__What this exercise asks__:
a – In the report summary, why was curve grading found incompatible with health professions education?
b – State whether each of the following statements agrees with the report summary. Give yes or no for each, quoting the words of the summary that decide it.
(i) The report argues that proactively raising assessment standards is the most sustainable approach.
(ii) The report holds that AI cannot reduce cognitive load for any task.
(iii) The summary of the report was produced by o1.
c – Write the next part of the report summary on generative AI and assessment, starting after its final sentence.

__Text section__:
----

Note: see the images below for transcripts of o1 reasoning through the process.






Summary of the report
Here is Claude’s summary of the report (make of that what you will):
The report examines how generative AI tools like ChatGPT impact assessment practices in undergraduate health professions education (HPE). It analyzes three potential institutional responses to students’ AI use and argues that proactively raising assessment standards is the most sustainable approach.
Key points from the report:
- Three possible institutional responses to AI use:
- Grade inflation: Allowing unchecked AI use risks academic standards and public trust
- Curve grading: Found incompatible with health professions education, which relies on fixed competency standards rather than normative ranking
- Raising standards: The recommended approach – redesigning assessments to demand higher-order thinking beyond AI’s capabilities
- Theoretical perspectives: Drawing on cognitive science, the report notes that AI can reduce cognitive load for trivial tasks but risks hindering deeper skill development if overused. Students might develop an “illusion of competence” from AI-assisted high grades.

----

Dataset entries:
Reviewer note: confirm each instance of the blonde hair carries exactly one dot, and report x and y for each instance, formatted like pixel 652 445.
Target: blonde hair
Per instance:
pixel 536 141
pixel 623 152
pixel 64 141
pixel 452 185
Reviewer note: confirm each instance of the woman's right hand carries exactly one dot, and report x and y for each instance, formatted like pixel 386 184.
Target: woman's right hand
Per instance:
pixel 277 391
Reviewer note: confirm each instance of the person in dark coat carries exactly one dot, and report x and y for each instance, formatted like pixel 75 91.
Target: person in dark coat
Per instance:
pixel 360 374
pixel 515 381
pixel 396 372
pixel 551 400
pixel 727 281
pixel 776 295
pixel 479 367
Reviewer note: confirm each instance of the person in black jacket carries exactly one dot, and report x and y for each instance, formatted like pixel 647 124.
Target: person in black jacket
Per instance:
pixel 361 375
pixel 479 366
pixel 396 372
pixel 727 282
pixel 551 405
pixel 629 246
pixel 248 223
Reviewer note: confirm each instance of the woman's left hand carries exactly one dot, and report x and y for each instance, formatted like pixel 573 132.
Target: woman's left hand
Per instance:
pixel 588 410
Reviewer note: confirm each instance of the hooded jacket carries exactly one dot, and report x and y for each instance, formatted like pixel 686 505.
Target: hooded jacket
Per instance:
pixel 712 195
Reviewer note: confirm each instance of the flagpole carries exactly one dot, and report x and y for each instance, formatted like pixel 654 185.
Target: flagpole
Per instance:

----

__Task-by-task answers__:
a – Health professions education relies on fixed competency standards rather than normative ranking.

b –
(i) Yes: "argues that proactively raising assessment standards is the most sustainable approach."
(ii) No: "AI can reduce cognitive load for trivial tasks but risks hindering deeper skill development if overused."
(iii) No: "Here is Claude’s summary of the report."

c –
- Accreditation challenges: Regulatory bodies need to ensure graduates still meet competency standards in an era where AI can assist or distort performance. The report recommends possibly requiring more authentic assessments to verify competence.
- International case studies: The report examines various institutional approaches, from outright AI bans (generally ineffective) to integrating AI literacy into curricula. Early findings suggest assessment redesign is more effective than detection tools alone.
- Stakeholder perspectives: The report considers viewpoints from instructors, university leadership, accreditation bodies, employers, and the public – all of whom prioritise maintaining standards and integrity.
- Recommendations include:
- Updating academic integrity policies with clear AI usage guidelines
- Redesigning assessments to focus on higher-order skills
- Strengthening authentication through more oral exams and in-class components
- Incorporating AI literacy into the curriculum
- Monitoring outcomes to allow continuous improvement
The report concludes that generative AI should be viewed as an opportunity to enhance education quality rather than just a threat. With thoughtful implementation, AI can push institutions to improve assessment practices and better prepare graduates for an AI-enhanced workplace while maintaining high standards of competence.
Conclusions
I don’t agree with everything in the report and there are sections where it seems to have deviated from my instructions. Nonetheless, it’s a thought-provoking piece of work that mostly holds up.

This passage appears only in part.